Problem to work on: Only the lines that include "grey" should be copied from the data below.

Spatial localization data
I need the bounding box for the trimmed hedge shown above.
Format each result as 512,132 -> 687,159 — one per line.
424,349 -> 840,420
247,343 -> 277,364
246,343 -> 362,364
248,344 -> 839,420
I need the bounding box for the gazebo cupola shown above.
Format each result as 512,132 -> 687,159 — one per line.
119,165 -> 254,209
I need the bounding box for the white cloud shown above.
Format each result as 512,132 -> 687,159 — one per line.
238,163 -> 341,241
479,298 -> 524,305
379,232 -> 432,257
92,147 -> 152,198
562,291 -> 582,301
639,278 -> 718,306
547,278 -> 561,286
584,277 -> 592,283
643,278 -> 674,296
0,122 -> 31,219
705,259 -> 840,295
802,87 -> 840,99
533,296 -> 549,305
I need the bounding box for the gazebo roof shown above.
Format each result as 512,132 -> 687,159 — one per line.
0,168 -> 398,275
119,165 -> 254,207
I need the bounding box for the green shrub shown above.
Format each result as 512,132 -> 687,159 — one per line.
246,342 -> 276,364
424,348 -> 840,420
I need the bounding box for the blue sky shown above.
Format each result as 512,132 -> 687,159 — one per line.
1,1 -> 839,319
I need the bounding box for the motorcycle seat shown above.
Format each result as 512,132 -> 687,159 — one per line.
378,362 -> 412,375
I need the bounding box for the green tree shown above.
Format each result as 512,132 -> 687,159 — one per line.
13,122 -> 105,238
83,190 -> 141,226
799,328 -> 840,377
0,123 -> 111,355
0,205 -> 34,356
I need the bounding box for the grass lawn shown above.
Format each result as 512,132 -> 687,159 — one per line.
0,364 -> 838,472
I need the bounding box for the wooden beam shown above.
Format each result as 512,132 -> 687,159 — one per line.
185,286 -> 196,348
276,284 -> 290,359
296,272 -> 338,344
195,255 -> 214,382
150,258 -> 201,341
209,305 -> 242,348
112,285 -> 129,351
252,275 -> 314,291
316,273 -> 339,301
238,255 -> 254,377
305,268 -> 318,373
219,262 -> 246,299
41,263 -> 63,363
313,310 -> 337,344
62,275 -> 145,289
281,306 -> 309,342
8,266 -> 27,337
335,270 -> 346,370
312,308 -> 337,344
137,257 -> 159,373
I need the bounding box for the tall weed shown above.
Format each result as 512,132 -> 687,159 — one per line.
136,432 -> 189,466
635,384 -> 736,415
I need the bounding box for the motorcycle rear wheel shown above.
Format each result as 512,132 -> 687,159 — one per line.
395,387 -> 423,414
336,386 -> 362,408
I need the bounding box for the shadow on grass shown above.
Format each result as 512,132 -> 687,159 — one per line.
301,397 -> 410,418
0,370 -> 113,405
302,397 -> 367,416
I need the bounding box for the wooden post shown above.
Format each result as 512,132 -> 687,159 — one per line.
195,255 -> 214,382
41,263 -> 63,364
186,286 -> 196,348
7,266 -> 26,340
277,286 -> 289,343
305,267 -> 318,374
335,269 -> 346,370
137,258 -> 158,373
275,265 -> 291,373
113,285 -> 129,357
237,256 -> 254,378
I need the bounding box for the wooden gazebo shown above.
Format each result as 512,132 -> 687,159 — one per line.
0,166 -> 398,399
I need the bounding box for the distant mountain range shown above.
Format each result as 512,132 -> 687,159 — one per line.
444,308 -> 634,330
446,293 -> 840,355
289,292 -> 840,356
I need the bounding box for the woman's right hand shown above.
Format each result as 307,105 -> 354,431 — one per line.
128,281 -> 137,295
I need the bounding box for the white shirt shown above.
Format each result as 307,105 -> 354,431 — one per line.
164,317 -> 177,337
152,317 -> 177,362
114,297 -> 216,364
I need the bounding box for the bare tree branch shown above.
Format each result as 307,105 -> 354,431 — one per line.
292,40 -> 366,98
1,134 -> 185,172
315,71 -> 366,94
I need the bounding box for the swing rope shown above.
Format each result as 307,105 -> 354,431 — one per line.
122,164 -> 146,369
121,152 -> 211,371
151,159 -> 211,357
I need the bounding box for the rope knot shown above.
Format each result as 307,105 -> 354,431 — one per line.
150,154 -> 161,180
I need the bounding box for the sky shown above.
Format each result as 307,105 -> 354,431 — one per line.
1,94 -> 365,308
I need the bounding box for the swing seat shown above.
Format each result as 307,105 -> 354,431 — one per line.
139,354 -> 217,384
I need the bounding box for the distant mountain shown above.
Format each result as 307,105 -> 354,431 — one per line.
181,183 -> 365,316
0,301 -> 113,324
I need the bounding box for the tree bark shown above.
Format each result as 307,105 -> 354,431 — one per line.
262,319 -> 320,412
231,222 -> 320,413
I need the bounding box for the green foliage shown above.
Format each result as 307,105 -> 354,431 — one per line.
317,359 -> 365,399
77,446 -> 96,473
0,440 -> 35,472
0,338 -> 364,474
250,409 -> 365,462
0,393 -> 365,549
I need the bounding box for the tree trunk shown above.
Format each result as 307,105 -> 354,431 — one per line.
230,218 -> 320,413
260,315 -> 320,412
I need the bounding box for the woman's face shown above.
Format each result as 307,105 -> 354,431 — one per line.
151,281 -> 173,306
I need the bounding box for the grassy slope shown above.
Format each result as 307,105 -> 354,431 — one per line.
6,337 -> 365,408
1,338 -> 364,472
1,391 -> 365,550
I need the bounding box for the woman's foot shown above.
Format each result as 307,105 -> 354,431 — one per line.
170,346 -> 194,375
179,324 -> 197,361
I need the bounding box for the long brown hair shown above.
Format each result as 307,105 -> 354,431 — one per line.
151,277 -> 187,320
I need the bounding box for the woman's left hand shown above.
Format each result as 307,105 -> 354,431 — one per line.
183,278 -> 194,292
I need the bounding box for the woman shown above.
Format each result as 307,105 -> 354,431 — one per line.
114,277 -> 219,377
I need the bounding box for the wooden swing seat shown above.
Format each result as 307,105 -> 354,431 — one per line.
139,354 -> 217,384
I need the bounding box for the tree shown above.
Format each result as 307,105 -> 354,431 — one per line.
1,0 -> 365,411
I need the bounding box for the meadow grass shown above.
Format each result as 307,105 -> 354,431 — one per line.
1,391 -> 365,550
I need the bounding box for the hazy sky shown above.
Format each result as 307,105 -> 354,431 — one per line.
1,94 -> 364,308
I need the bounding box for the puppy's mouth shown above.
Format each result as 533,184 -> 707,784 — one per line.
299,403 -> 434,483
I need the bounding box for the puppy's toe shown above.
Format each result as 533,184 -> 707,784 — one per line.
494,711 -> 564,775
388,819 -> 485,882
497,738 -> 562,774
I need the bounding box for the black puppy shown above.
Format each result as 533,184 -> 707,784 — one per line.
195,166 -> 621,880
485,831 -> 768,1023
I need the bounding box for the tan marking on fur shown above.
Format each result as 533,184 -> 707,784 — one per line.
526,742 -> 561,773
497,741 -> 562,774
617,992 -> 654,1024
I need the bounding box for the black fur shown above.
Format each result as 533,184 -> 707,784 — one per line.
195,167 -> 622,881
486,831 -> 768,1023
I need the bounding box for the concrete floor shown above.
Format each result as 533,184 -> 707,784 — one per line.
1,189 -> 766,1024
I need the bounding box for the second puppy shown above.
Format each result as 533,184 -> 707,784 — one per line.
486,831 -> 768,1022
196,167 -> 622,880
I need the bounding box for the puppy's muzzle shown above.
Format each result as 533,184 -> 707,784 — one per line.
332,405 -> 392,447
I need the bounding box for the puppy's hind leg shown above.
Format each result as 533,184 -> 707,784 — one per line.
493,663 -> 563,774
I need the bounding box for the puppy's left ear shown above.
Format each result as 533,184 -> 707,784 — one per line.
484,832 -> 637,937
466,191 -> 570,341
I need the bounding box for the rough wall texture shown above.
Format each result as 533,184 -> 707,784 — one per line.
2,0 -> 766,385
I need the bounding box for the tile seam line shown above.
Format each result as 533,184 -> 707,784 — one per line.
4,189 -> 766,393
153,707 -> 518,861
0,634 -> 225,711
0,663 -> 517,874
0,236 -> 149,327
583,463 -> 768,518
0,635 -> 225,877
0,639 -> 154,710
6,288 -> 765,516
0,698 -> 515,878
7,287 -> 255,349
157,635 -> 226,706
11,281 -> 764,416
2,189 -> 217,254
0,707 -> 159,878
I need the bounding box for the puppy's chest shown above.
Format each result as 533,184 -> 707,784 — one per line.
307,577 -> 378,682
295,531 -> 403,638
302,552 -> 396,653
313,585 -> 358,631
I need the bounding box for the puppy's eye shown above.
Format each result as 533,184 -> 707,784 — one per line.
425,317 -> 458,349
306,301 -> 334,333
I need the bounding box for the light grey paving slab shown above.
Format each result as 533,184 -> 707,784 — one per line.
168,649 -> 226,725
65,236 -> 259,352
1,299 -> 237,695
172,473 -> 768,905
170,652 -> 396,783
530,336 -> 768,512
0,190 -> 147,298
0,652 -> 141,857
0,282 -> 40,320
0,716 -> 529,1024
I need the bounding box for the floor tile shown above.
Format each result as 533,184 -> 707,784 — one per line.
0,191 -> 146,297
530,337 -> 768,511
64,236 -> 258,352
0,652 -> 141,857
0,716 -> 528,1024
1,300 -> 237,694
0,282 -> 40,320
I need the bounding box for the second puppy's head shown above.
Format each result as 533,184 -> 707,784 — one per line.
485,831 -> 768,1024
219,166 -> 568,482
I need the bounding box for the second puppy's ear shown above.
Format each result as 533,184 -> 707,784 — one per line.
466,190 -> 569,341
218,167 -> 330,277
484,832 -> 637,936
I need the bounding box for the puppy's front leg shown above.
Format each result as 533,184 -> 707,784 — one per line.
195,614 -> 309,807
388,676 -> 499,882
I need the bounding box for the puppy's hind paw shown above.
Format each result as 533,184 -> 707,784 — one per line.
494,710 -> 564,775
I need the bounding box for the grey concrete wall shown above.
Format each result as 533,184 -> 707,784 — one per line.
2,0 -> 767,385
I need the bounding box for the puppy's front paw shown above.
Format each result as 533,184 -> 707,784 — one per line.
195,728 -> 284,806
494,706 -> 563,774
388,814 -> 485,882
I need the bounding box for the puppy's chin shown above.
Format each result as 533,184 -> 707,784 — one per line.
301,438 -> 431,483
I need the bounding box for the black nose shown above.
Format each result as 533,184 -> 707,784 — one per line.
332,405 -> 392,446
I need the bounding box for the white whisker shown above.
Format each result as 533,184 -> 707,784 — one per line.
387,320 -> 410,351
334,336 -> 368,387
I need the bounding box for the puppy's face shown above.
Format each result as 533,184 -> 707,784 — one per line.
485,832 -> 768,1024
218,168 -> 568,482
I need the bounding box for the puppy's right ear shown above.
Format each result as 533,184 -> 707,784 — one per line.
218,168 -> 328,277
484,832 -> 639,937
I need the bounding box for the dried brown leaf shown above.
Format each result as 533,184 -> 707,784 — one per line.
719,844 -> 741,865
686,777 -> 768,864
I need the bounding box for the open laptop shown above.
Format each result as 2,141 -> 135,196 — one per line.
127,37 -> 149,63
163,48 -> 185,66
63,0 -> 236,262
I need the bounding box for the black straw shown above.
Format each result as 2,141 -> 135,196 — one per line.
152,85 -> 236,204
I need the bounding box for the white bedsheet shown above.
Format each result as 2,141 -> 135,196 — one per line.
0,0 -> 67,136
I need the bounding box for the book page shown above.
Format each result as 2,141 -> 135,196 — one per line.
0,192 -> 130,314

Exercise solution:
I need the bounding box for the light grey paving slab shown above.
I need the bounding box for the grey concrete wall shown above.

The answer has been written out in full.